begin Material for this task

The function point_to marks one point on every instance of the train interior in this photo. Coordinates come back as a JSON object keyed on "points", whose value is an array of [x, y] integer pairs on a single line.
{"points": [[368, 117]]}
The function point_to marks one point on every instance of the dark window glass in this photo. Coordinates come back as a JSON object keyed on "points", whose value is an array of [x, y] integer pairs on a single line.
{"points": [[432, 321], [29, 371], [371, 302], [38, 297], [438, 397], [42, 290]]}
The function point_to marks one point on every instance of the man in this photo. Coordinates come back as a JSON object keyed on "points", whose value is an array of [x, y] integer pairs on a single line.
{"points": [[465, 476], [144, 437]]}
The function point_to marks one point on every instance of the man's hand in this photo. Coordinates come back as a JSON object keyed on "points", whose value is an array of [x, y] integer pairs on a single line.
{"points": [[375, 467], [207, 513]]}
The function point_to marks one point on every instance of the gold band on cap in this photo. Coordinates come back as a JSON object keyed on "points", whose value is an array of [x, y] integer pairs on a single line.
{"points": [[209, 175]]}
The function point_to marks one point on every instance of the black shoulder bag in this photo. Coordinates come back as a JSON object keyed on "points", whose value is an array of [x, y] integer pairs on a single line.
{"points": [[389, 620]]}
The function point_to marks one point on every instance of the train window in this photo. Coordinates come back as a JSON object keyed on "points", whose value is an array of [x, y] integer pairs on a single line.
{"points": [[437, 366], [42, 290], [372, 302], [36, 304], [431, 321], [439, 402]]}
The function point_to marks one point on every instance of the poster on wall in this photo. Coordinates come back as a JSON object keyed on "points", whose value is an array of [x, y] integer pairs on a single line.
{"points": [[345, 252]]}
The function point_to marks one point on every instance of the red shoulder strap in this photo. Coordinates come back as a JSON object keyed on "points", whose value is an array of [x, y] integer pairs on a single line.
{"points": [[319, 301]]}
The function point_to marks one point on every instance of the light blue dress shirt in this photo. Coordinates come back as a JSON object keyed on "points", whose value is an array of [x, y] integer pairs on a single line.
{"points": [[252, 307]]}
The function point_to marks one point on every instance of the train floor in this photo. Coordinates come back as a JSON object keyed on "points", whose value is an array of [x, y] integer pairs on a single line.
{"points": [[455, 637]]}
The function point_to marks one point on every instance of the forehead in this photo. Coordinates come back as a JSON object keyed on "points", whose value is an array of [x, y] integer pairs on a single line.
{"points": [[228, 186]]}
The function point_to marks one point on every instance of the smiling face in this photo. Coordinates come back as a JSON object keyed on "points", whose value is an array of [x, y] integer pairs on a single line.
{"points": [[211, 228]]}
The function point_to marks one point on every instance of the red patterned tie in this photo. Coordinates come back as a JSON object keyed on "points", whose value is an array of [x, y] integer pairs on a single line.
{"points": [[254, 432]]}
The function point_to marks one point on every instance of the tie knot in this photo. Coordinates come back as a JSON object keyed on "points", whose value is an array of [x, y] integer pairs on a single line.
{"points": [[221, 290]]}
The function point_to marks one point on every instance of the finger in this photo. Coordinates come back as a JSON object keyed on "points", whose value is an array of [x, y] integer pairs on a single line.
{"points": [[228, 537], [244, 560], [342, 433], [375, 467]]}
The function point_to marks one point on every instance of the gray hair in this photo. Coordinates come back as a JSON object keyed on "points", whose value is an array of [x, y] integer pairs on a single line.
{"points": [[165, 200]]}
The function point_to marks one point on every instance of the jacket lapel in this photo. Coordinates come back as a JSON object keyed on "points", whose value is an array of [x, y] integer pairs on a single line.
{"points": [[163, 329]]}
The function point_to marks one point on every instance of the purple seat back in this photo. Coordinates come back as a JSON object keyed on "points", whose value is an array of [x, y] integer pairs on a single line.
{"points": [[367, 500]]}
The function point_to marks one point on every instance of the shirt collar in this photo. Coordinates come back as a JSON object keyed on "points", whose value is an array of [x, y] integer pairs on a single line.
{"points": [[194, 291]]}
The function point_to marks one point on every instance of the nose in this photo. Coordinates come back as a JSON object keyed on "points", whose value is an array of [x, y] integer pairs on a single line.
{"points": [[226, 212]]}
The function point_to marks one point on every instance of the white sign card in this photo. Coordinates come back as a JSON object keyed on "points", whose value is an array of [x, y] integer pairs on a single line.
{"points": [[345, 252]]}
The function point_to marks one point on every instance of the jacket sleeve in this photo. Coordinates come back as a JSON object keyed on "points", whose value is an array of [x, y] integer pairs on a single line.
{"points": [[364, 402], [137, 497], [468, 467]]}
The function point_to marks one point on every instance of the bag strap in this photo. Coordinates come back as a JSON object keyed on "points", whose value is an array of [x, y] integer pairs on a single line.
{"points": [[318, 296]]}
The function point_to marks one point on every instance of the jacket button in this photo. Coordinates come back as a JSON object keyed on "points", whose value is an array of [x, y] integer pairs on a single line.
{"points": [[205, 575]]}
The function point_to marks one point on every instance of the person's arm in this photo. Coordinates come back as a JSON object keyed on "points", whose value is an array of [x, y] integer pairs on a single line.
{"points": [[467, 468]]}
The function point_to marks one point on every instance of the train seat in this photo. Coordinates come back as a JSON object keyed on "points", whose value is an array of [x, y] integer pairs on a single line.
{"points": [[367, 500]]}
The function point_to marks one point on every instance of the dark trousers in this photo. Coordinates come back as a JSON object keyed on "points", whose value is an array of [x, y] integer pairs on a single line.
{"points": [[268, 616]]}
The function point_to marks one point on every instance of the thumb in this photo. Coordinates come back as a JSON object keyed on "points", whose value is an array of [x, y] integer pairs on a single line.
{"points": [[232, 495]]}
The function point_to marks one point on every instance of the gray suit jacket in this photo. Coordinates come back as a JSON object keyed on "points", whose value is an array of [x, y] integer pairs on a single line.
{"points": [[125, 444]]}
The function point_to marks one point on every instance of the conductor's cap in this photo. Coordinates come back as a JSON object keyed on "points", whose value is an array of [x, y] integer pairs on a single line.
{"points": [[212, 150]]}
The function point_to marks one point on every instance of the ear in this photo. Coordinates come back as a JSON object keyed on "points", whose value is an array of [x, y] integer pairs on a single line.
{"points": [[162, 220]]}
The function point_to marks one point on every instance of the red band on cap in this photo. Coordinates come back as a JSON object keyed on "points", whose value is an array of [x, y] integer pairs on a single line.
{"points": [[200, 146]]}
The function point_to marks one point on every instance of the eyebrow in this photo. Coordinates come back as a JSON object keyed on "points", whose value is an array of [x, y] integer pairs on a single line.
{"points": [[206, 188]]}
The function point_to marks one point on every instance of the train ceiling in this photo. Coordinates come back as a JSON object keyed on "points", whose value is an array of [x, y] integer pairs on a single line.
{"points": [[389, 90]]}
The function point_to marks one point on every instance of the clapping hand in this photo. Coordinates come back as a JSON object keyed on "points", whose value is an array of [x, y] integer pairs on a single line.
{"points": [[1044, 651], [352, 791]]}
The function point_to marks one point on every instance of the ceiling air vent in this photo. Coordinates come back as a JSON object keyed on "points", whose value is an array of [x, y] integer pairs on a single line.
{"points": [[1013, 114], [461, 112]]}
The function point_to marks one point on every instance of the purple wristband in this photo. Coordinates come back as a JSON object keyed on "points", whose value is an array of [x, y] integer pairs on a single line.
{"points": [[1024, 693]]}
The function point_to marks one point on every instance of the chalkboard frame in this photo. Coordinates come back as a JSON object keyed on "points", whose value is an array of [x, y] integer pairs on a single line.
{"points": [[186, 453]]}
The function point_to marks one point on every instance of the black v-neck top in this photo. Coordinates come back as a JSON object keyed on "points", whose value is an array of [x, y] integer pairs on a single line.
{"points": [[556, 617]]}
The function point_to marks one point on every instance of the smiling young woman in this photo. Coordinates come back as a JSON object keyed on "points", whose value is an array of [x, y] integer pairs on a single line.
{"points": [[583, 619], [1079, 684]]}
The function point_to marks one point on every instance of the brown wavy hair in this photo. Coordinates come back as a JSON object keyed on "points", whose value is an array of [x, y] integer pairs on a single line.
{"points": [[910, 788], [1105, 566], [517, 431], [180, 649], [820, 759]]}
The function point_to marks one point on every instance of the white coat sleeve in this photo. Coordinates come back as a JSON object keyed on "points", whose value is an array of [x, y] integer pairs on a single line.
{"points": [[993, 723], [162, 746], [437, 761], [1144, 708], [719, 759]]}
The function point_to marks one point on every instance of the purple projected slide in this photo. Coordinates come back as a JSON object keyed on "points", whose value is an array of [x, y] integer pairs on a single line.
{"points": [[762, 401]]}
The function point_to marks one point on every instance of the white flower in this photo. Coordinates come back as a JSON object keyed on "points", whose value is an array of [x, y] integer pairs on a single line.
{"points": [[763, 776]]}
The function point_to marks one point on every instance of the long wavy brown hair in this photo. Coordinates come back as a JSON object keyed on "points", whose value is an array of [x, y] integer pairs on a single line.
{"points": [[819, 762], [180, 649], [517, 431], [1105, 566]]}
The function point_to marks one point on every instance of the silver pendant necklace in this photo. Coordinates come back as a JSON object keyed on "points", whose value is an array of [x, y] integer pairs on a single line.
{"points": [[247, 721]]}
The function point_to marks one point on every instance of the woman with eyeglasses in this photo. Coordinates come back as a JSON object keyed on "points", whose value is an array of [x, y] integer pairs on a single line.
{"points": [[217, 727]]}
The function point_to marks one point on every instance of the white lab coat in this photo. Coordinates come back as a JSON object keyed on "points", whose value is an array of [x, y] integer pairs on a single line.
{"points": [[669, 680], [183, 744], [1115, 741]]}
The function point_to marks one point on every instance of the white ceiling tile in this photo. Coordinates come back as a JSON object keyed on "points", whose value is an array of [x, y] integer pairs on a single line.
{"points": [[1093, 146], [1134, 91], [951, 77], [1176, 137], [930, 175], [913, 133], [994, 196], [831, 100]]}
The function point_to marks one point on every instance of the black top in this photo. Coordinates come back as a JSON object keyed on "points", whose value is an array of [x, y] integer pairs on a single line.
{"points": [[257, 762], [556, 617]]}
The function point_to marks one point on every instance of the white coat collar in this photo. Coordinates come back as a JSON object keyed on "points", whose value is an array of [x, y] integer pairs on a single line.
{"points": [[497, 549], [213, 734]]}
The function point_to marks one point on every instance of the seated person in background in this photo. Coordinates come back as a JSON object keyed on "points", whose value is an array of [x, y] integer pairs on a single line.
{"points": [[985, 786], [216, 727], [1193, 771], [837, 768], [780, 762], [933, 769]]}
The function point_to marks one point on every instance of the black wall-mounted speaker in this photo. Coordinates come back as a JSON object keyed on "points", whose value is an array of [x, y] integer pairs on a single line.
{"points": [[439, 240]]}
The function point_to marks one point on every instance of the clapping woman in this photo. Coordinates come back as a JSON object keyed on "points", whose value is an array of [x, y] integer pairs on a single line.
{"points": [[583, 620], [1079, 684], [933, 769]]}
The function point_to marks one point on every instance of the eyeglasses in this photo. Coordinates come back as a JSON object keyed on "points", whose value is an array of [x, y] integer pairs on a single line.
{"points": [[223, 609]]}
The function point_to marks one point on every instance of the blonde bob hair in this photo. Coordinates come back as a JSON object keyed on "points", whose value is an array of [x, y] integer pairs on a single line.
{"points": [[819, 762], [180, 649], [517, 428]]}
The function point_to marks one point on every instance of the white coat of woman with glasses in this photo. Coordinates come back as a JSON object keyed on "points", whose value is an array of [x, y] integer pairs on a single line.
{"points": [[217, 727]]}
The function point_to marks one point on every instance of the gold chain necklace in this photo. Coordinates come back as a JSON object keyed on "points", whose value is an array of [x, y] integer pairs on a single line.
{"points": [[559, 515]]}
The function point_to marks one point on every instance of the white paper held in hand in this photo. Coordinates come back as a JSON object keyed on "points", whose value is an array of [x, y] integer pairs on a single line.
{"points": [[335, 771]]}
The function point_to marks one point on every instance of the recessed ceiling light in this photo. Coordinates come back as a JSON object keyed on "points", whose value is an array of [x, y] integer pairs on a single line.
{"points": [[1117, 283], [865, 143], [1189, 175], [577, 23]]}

end Material for this task

Restate the final lines of the listing above word for word, beginning at the line that contains "the black wall-mounted".

** Task output **
The function point_to marks one point on every instance of the black wall-mounted speaker in this photo. Coordinates come back as a JSON object keyed on "points", whose value is an array of [x, y] integer pairs on a single line.
{"points": [[439, 240]]}
The function point_to marks one point on every instance of the clapping woman in this photo. Coordinates come back as a JSON object keyed on "points", whose value is an array of [x, y] integer pairs on a single line.
{"points": [[583, 620], [1079, 684], [933, 769]]}
The function point_to marks one point on every instance of the eyeglasses in this photo. Coordinates come back as a JSON object keyed on "points", whose value is an array of [x, y] integer pairs on a single line.
{"points": [[223, 609]]}
The function point_to marks one point on every instance of the blonde bob hair in this photo. Coordinates come back as a JSON object keyed on "points", whose value is an array of [x, y] integer pairs on a single line.
{"points": [[819, 762], [180, 649], [517, 428]]}
The function point_to marks one point on every instance of the white coat of woman with glasses in this photo. Coordinates come back as a JSON object keyed on "points", whose value is an array of [x, y] integer pairs on a single line.
{"points": [[217, 727]]}
The function point_to marks one point on every instance of the gold chain necklace in this photo. Coordinates come back as a JSON object keyed on "points", whose value is an array of [x, y] integer pairs on a single line.
{"points": [[559, 515]]}
The function point_to marks one point on every instance of the white paper held in hand in this photo. Coordinates come back as a JSON object keyed on "points", whose value is an array of [x, y] integer pairs on a single line.
{"points": [[335, 771]]}
The function point_to marks one point on every instance of the recessed ceiling light in this photo. Coordinates come back as a JSON object keyed on "points", whose value is an array of [x, y] integer pairs on a single line.
{"points": [[1117, 283], [865, 143], [1189, 175], [577, 23]]}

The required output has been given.